To do: Show each line of the data below that contains the string "path", matching case exactly.

Data for processing:
------------------------------

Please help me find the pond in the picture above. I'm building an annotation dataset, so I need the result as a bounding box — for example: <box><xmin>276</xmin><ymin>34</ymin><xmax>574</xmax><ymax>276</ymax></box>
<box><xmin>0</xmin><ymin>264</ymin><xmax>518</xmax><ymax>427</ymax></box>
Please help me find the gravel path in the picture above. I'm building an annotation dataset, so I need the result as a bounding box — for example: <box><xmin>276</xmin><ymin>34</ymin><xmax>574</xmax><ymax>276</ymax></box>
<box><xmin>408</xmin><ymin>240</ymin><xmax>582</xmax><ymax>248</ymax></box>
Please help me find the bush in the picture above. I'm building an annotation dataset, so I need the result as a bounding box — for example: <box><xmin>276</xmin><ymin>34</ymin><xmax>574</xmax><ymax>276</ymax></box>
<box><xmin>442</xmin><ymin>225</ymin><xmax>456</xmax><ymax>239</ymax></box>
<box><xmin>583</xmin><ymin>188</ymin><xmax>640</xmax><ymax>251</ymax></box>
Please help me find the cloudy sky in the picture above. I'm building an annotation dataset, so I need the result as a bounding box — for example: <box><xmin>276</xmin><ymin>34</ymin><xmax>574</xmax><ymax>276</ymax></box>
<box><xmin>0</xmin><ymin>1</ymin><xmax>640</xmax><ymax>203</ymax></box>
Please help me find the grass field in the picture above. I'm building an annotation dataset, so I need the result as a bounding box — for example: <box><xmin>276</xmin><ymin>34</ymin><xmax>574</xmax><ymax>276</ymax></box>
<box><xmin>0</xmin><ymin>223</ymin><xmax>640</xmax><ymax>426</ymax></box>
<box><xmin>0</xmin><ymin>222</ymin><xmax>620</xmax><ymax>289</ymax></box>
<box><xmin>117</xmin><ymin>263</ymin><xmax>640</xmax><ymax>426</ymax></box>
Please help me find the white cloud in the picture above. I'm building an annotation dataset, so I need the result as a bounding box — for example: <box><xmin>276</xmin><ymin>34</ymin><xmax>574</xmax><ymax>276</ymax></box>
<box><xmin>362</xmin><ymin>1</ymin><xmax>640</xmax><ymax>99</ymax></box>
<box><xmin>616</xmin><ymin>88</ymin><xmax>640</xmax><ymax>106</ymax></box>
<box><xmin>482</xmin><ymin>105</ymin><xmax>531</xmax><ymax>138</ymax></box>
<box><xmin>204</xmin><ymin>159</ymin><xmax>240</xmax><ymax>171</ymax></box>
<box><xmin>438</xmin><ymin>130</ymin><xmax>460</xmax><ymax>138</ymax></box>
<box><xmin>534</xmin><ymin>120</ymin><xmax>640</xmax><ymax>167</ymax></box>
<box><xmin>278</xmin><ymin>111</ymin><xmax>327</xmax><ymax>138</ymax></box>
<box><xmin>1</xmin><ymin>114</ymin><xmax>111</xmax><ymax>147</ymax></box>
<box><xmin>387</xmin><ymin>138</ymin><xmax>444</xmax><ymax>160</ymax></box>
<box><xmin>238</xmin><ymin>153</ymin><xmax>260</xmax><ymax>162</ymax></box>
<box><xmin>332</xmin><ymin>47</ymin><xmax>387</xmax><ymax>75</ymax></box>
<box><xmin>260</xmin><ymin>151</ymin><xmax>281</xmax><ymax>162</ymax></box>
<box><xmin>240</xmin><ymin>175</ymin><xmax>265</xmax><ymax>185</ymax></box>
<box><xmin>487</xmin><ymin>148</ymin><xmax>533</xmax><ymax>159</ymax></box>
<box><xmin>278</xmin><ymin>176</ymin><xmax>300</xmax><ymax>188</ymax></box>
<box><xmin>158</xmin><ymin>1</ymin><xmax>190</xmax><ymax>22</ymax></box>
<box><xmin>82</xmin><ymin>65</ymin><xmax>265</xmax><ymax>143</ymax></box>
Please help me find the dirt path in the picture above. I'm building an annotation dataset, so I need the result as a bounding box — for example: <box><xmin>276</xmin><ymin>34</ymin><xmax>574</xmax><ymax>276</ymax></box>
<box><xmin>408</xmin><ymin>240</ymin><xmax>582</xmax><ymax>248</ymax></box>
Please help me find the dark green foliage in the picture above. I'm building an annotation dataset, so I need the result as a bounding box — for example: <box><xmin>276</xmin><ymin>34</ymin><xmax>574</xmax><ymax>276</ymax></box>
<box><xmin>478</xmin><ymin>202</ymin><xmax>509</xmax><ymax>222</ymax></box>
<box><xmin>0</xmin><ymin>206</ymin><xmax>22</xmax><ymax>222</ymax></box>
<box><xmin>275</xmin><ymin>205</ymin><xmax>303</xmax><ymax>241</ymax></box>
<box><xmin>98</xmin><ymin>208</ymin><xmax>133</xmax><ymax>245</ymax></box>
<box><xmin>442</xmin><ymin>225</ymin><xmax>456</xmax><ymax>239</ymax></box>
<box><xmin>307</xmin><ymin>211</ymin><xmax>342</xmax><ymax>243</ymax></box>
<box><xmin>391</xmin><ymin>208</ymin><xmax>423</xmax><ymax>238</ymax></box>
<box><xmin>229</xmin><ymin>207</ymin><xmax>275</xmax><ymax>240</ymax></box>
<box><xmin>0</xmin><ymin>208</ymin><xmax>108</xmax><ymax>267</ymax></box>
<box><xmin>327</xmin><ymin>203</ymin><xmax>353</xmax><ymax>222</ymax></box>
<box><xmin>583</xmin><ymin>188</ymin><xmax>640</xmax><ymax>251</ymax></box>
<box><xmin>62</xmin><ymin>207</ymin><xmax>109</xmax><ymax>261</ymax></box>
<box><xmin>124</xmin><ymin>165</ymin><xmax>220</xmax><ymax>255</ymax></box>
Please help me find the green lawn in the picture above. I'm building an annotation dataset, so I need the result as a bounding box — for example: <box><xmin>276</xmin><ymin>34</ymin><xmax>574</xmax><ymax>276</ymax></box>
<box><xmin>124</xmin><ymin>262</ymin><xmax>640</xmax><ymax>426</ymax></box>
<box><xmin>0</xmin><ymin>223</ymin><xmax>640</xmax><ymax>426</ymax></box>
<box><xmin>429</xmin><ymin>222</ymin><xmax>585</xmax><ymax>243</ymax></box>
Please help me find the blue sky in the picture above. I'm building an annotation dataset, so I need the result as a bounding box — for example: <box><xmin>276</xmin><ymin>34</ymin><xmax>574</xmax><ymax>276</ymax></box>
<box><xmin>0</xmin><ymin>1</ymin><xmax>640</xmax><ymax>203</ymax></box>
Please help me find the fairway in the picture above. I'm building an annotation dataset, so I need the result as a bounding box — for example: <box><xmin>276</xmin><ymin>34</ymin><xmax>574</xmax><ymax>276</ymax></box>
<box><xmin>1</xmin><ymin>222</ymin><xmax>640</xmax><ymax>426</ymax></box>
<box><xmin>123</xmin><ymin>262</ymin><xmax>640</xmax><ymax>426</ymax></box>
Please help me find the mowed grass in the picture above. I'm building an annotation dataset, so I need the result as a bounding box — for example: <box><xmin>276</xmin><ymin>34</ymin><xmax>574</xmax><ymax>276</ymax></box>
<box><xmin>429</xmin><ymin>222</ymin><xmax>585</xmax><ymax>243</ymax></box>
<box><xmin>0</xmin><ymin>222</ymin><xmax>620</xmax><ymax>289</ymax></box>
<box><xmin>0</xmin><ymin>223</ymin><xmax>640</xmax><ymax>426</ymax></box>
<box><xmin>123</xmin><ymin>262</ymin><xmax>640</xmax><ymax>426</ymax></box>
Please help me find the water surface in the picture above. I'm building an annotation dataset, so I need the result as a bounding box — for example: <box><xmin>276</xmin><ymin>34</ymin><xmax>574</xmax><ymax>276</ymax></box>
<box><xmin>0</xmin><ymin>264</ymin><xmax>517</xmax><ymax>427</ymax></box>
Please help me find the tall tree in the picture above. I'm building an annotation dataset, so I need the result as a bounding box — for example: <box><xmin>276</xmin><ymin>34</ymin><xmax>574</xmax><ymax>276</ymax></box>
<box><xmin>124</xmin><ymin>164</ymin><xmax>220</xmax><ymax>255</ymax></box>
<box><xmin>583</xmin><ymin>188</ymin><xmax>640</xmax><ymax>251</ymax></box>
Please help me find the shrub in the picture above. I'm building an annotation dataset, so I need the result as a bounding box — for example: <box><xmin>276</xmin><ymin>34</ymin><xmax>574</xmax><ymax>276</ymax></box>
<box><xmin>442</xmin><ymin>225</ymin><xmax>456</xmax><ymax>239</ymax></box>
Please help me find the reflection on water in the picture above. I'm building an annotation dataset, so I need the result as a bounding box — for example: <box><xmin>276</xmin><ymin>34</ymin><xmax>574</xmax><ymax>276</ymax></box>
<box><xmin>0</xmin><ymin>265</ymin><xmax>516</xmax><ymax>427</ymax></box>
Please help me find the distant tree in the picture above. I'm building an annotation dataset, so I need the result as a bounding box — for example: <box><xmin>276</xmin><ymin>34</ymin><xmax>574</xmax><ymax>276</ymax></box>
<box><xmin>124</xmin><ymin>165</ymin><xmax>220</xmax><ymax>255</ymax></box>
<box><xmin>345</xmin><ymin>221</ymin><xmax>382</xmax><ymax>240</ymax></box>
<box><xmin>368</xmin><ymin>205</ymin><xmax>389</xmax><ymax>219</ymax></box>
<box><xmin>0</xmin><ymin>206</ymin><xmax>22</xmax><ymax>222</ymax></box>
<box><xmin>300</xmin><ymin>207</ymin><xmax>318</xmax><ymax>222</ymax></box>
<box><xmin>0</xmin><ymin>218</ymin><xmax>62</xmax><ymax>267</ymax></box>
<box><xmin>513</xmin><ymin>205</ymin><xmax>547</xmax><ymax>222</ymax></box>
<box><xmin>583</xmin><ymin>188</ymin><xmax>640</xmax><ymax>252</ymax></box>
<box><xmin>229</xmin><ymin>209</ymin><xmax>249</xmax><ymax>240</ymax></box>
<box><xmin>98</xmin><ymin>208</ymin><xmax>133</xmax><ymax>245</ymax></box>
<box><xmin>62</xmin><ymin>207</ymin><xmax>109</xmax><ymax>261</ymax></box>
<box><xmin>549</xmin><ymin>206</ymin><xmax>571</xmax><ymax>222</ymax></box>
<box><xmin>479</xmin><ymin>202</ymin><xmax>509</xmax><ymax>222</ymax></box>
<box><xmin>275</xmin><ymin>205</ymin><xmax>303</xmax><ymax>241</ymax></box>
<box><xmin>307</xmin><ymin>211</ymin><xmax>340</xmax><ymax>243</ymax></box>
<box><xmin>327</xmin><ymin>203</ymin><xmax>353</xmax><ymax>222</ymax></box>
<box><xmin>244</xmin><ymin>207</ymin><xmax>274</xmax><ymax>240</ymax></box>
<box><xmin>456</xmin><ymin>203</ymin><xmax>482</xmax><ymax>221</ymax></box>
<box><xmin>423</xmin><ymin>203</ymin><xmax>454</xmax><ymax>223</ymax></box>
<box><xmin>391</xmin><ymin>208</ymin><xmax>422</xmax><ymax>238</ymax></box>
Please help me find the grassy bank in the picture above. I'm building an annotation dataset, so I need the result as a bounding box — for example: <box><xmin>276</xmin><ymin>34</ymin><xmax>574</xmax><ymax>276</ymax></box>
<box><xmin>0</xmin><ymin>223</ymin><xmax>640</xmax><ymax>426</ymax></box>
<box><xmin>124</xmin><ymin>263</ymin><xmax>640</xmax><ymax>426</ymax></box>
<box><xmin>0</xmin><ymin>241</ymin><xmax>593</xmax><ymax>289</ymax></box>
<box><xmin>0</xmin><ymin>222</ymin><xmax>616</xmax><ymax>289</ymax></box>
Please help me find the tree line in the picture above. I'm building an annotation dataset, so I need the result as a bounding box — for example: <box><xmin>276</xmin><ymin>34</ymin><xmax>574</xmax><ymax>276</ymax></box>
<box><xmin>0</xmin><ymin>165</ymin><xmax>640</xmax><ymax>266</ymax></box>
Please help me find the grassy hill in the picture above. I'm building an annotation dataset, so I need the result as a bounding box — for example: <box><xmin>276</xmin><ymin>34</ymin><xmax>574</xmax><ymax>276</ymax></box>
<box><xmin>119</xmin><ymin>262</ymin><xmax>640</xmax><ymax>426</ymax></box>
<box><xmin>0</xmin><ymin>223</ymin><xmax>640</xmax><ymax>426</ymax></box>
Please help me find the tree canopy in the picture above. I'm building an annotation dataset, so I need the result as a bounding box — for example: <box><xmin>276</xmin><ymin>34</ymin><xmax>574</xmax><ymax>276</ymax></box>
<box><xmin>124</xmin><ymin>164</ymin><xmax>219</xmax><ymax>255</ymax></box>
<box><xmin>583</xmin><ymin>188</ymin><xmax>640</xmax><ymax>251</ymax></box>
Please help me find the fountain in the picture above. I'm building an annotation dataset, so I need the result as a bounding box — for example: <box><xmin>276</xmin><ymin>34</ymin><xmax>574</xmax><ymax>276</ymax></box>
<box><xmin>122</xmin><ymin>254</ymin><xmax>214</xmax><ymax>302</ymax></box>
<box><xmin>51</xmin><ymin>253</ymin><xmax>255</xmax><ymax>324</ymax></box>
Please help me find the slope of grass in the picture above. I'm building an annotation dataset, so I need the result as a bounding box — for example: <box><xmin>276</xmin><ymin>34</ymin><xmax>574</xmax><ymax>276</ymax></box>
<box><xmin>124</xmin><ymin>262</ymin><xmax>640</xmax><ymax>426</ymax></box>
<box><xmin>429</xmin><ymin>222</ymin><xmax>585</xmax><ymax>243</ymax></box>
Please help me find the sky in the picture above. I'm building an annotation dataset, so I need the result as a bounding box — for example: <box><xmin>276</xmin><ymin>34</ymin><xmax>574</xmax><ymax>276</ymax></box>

------------------------------

Response:
Please help me find the gravel path in the picture above. I'm building an annotation dataset, so I need the result as a bounding box — for example: <box><xmin>276</xmin><ymin>34</ymin><xmax>574</xmax><ymax>276</ymax></box>
Please help me find the dirt path in the picture above. I'm building an annotation dataset, so I need the result as a bounding box — for example: <box><xmin>276</xmin><ymin>34</ymin><xmax>574</xmax><ymax>276</ymax></box>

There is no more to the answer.